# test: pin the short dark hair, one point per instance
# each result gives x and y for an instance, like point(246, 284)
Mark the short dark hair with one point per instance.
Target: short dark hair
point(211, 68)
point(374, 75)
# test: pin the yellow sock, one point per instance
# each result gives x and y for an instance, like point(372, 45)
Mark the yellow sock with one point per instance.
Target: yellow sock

▶ _Problem to solve_:
Type out the records above again, exactly the same.

▶ _Written solution_:
# test: pin the short dark hair, one point per instance
# each result gives x and y for an instance, like point(246, 284)
Mark the short dark hair with one point per instance.
Target: short dark hair
point(211, 68)
point(374, 75)
# test: pin the yellow sock, one point per instance
# each result gives x and y for an instance, like point(372, 45)
Mark the yellow sock with one point per instance.
Target: yellow sock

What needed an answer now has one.